◆ **Exercise materials**:
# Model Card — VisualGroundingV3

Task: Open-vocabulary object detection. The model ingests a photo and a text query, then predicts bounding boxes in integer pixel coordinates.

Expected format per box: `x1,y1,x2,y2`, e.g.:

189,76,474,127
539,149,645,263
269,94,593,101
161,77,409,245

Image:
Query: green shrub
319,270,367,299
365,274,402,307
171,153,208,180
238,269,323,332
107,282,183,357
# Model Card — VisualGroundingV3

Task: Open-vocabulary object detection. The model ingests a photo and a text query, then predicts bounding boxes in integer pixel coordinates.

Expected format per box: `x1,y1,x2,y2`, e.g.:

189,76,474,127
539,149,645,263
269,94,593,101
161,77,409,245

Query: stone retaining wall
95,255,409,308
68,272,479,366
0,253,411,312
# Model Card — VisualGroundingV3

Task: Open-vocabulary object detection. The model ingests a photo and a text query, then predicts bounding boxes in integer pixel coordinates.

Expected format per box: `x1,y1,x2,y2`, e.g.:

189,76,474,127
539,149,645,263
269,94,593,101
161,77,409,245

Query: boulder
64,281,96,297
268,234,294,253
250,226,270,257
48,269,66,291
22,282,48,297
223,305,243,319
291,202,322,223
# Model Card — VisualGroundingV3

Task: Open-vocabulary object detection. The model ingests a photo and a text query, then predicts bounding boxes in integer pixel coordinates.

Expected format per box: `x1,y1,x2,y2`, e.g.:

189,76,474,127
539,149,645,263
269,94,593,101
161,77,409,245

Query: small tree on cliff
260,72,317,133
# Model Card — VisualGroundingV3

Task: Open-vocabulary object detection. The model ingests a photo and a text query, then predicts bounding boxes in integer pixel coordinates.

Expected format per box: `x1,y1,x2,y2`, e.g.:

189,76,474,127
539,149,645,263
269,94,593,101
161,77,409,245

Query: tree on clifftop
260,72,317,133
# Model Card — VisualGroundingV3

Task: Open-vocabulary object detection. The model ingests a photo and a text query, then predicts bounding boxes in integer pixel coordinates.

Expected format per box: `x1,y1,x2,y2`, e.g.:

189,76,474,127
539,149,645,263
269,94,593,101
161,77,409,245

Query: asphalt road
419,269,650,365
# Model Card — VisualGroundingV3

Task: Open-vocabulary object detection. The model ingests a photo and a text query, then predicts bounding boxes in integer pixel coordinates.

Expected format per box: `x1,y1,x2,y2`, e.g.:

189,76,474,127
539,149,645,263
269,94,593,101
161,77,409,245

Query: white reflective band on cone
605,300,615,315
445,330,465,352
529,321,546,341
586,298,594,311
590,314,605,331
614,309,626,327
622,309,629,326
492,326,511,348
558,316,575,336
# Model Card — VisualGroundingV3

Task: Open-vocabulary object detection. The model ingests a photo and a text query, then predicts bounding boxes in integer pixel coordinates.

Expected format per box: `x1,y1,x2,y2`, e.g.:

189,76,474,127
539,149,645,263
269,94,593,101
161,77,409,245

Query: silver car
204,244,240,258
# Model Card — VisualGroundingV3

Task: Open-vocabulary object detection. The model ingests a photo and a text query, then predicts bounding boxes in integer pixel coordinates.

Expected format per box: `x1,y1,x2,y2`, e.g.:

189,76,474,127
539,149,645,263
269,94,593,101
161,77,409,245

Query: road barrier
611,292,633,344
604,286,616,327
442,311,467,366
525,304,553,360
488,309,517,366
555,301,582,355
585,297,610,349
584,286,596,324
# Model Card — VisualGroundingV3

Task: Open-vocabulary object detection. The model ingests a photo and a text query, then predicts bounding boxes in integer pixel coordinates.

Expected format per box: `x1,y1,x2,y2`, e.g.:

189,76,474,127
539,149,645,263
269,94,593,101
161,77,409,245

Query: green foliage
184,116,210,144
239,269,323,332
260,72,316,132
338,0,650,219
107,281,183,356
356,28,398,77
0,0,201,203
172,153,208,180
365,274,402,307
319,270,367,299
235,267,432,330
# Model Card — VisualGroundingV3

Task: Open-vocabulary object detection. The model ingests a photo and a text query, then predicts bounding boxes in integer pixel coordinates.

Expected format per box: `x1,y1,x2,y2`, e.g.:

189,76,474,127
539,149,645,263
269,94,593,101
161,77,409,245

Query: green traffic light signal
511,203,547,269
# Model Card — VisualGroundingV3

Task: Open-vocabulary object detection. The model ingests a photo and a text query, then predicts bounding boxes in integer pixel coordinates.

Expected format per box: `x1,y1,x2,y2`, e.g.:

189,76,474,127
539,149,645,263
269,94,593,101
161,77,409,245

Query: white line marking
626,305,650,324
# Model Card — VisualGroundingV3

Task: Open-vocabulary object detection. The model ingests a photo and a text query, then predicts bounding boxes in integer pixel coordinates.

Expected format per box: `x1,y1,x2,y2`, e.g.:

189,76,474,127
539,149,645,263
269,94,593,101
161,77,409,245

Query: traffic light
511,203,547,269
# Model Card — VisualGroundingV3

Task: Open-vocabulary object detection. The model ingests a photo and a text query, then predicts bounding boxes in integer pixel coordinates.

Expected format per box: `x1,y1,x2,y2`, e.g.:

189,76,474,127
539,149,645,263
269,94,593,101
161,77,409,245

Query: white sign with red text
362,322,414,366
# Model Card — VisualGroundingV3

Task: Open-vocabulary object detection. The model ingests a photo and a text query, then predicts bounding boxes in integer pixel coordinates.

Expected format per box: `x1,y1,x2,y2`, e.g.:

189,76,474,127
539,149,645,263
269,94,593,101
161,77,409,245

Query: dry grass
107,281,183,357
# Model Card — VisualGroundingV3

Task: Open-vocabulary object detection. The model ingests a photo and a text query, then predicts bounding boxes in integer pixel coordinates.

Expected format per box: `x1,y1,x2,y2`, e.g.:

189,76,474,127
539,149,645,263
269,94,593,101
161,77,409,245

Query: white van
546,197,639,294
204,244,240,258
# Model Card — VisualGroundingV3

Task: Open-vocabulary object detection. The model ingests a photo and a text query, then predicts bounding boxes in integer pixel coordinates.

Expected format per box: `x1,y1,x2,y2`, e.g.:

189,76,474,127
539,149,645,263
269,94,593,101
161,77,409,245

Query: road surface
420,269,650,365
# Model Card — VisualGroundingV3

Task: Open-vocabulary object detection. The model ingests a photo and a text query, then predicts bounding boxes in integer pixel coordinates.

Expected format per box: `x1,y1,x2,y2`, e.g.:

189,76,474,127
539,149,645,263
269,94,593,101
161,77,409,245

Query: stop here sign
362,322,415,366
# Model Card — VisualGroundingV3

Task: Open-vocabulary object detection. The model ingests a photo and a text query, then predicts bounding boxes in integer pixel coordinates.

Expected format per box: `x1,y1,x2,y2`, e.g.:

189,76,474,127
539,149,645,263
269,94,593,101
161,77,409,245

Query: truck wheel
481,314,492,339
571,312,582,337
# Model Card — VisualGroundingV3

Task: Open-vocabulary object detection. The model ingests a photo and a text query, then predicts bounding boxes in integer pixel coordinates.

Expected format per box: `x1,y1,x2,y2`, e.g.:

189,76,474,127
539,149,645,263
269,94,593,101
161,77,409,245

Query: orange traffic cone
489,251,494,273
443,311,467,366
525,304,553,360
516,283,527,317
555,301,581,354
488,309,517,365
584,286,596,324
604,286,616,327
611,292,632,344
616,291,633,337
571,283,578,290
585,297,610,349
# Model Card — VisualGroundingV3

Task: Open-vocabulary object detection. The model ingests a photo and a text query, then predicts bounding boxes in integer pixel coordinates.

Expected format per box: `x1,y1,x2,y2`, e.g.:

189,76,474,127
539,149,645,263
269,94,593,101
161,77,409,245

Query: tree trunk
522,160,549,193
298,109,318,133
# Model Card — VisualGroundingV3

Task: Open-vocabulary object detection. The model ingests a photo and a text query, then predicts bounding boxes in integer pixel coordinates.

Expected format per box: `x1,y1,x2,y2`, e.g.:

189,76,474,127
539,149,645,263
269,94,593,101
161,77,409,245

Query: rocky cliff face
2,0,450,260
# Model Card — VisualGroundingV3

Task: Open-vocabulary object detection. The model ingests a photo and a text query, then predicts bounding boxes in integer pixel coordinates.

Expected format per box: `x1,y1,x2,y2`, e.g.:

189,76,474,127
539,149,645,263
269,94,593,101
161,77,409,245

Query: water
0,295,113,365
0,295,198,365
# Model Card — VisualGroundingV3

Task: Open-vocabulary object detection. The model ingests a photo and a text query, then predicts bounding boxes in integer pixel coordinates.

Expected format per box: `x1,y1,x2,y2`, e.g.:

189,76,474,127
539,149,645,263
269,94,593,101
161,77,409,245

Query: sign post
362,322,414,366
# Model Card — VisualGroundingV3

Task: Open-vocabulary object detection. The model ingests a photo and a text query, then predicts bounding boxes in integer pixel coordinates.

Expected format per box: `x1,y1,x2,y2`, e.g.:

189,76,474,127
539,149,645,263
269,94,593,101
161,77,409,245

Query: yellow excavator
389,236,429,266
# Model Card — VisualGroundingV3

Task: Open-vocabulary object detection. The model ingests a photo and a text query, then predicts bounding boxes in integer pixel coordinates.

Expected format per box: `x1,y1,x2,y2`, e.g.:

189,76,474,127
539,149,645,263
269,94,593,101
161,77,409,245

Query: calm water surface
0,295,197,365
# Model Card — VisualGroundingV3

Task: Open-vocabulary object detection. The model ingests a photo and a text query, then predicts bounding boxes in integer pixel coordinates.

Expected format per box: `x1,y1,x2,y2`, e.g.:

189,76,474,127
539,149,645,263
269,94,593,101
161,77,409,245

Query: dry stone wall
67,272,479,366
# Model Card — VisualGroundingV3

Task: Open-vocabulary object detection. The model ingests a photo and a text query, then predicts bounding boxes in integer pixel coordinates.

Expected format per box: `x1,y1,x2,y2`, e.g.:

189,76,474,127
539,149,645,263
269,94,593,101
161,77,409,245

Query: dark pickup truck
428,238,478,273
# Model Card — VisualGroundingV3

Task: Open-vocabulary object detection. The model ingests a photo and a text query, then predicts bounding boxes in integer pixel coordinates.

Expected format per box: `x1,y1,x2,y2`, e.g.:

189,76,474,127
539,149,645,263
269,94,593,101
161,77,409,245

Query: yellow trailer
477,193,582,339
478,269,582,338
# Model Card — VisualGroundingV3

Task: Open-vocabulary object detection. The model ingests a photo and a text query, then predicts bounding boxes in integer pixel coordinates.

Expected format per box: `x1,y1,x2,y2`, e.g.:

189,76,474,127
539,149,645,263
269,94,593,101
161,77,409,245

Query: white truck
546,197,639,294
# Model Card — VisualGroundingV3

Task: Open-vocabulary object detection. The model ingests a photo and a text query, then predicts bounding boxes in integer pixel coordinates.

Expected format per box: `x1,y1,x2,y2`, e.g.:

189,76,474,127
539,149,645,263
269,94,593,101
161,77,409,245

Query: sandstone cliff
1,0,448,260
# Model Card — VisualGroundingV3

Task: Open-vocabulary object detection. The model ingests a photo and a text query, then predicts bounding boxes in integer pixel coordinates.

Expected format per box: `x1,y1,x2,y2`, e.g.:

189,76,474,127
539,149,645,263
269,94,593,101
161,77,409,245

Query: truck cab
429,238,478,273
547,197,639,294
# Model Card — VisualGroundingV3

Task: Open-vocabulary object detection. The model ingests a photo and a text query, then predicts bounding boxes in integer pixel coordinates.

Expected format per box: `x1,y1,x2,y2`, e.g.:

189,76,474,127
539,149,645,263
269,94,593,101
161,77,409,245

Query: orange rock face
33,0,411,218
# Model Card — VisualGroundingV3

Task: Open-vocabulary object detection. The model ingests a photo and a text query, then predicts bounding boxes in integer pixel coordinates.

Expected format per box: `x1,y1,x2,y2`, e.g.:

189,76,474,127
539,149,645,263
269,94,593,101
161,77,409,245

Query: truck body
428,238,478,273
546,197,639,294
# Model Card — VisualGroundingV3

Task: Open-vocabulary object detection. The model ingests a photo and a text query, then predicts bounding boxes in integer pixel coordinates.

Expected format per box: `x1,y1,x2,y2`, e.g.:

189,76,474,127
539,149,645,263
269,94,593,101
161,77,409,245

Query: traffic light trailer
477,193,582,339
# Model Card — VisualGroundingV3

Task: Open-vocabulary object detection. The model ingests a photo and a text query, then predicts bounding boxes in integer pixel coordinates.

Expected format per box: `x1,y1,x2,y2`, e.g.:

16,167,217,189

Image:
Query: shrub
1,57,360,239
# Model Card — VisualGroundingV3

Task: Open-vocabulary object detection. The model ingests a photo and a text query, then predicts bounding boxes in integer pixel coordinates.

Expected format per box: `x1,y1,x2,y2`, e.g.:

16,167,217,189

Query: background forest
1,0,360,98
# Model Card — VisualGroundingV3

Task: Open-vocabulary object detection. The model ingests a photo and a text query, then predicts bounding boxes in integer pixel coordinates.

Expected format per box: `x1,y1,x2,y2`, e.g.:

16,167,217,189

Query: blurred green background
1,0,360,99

◆ **What the task requires**: From the line containing "Query: background forest" down to the last line of the records, transcribe every line exactly and add nothing else.

◆ **Solved exercise**:
Query: background forest
1,0,360,98
# Model Card — VisualGroundingV3

Task: Open-vocabulary object detection. The model ingests a photo and a text query, then predicts bounding boxes in integer pixel coordinates.

Expected format per box: `x1,y1,x2,y2`, e.g.:

16,167,217,189

Query: blurred green background
1,0,360,99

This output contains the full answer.